**GOAL:** Count the lines in the material below that contain the string "cone", matching case exactly. Reply with the number only.
-- begin SUPPLIED MATERIAL --
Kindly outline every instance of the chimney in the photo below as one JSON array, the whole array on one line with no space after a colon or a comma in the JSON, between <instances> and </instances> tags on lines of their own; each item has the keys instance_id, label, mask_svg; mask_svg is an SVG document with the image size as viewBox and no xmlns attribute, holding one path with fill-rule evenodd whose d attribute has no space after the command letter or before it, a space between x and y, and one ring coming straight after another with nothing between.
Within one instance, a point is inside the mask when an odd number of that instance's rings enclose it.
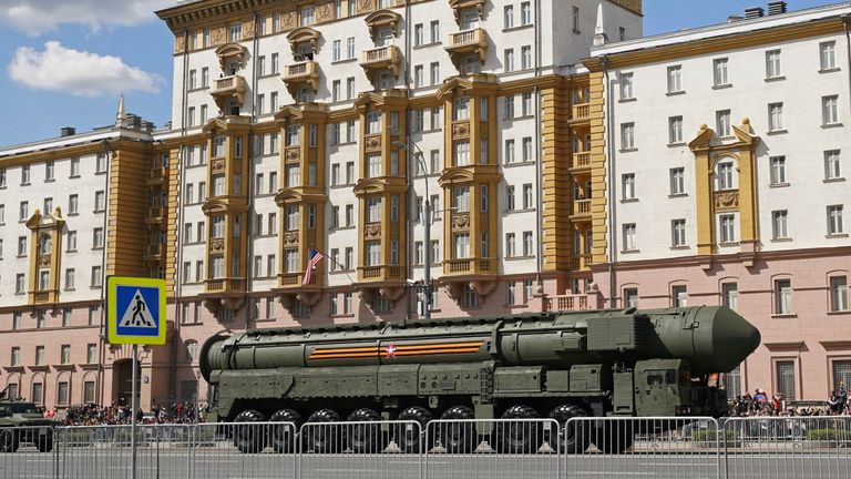
<instances>
[{"instance_id":1,"label":"chimney","mask_svg":"<svg viewBox=\"0 0 851 479\"><path fill-rule=\"evenodd\" d=\"M768 14L772 16L780 13L786 13L785 1L768 2Z\"/></svg>"},{"instance_id":2,"label":"chimney","mask_svg":"<svg viewBox=\"0 0 851 479\"><path fill-rule=\"evenodd\" d=\"M760 18L763 14L766 14L766 11L762 10L762 7L751 7L749 9L745 9L745 19L750 20L752 18Z\"/></svg>"}]
</instances>

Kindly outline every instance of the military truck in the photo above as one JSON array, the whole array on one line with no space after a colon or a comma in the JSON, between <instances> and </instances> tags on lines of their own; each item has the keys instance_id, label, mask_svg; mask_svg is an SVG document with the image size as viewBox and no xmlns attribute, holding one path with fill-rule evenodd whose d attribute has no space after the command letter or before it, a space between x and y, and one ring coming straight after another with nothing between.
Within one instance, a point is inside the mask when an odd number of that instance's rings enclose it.
<instances>
[{"instance_id":1,"label":"military truck","mask_svg":"<svg viewBox=\"0 0 851 479\"><path fill-rule=\"evenodd\" d=\"M727 399L710 377L732 370L759 342L759 332L727 307L629 308L254 329L209 338L199 364L211 421L398 419L426 430L432 418L548 417L564 425L584 416L718 417ZM471 434L459 429L465 427L472 425L444 427L439 440L469 450ZM287 450L296 440L257 430L236 429L240 450ZM311 434L314 450L340 441ZM404 450L422 447L420 438L396 436ZM540 440L525 436L514 438L517 447ZM576 436L563 442L584 449L572 442ZM597 436L607 438L597 444L606 451L632 440L625 430Z\"/></svg>"},{"instance_id":2,"label":"military truck","mask_svg":"<svg viewBox=\"0 0 851 479\"><path fill-rule=\"evenodd\" d=\"M41 452L53 450L53 422L34 402L0 399L0 452L14 452L31 442Z\"/></svg>"}]
</instances>

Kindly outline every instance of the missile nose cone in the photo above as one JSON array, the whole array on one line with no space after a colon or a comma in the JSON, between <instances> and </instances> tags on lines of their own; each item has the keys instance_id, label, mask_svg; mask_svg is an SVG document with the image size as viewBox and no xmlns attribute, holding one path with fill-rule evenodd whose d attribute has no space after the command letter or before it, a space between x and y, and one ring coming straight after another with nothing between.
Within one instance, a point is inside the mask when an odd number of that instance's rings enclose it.
<instances>
[{"instance_id":1,"label":"missile nose cone","mask_svg":"<svg viewBox=\"0 0 851 479\"><path fill-rule=\"evenodd\" d=\"M698 314L709 315L709 324L705 323L707 319L700 319L700 327L706 325L710 332L707 359L711 364L706 366L715 373L731 371L759 347L759 329L726 306L707 309Z\"/></svg>"}]
</instances>

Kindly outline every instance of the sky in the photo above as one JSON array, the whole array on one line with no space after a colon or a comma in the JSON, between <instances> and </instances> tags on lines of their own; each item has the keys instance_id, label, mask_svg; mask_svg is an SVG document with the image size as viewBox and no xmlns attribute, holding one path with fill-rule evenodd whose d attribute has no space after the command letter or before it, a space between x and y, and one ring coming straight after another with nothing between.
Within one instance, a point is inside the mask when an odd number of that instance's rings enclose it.
<instances>
[{"instance_id":1,"label":"sky","mask_svg":"<svg viewBox=\"0 0 851 479\"><path fill-rule=\"evenodd\" d=\"M556 0L557 1L557 0ZM0 0L0 147L114 123L154 122L172 109L174 37L154 14L175 0ZM644 0L644 34L722 23L767 0ZM789 10L837 3L788 0Z\"/></svg>"}]
</instances>

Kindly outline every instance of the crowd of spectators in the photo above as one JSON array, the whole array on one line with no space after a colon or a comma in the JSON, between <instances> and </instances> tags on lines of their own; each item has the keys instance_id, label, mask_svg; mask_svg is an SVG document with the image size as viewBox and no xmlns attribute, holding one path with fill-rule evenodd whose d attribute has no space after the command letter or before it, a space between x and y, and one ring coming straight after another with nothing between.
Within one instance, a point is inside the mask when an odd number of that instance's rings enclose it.
<instances>
[{"instance_id":1,"label":"crowd of spectators","mask_svg":"<svg viewBox=\"0 0 851 479\"><path fill-rule=\"evenodd\" d=\"M86 404L72 406L62 414L55 415L57 422L61 426L100 426L100 425L129 425L133 417L133 410L124 404L112 406L98 406ZM45 416L51 417L51 411ZM136 410L136 422L145 425L156 424L193 424L202 421L194 402L172 402L168 406L154 406L145 412L141 408Z\"/></svg>"},{"instance_id":2,"label":"crowd of spectators","mask_svg":"<svg viewBox=\"0 0 851 479\"><path fill-rule=\"evenodd\" d=\"M842 416L851 415L851 398L848 388L840 383L823 407L788 407L780 393L769 395L765 389L757 388L753 395L750 391L737 396L730 405L730 416Z\"/></svg>"}]
</instances>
-- end SUPPLIED MATERIAL --
**WORKED SOLUTION:** 2